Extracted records

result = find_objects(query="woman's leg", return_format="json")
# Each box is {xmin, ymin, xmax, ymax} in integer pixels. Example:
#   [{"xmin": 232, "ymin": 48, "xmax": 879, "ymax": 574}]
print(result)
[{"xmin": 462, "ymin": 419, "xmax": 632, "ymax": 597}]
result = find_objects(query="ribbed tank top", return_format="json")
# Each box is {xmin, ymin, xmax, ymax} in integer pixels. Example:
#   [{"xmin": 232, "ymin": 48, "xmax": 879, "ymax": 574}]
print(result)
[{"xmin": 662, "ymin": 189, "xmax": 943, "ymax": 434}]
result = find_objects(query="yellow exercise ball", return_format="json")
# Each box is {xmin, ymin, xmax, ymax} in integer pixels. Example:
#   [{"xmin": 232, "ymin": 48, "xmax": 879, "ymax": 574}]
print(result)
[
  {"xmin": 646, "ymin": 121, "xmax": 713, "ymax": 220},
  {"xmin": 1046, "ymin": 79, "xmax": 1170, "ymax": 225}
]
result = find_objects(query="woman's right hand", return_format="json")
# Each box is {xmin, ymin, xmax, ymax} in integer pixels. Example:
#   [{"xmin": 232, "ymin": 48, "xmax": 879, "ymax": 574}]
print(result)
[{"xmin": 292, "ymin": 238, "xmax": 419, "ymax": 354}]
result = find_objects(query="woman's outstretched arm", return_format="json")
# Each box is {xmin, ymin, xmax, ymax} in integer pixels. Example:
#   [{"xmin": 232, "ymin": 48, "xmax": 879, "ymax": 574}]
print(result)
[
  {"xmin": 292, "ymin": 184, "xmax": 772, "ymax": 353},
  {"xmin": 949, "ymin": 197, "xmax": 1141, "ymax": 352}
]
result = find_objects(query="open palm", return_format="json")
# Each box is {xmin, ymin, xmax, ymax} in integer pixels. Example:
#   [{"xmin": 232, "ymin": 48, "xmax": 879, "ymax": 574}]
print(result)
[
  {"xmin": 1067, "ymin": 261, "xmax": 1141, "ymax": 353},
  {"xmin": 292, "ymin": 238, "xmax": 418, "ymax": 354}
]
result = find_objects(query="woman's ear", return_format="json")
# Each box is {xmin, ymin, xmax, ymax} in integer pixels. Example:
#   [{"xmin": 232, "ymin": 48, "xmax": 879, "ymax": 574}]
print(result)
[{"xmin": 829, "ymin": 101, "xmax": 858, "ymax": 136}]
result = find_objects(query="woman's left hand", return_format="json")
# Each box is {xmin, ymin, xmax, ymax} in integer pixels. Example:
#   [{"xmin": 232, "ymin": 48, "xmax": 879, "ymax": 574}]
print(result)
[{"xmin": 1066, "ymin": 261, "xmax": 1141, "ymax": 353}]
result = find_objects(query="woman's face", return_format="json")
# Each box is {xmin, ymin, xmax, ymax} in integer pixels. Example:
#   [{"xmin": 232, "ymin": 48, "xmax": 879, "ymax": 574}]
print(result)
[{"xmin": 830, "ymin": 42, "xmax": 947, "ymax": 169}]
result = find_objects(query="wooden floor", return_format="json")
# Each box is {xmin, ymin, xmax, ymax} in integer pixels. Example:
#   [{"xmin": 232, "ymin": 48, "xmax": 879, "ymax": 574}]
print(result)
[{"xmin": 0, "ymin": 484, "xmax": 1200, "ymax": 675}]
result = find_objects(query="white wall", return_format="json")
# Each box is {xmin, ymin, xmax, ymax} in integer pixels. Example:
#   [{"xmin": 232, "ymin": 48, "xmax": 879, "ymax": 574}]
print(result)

▶ **Task to complete**
Pick out every line in the records above that contains the string "hand", and copy each of those lines.

▶ **Solution**
result = find_objects(query="woman's right hand", return_format="json")
result = find_objects(query="woman's left hand", return_format="json")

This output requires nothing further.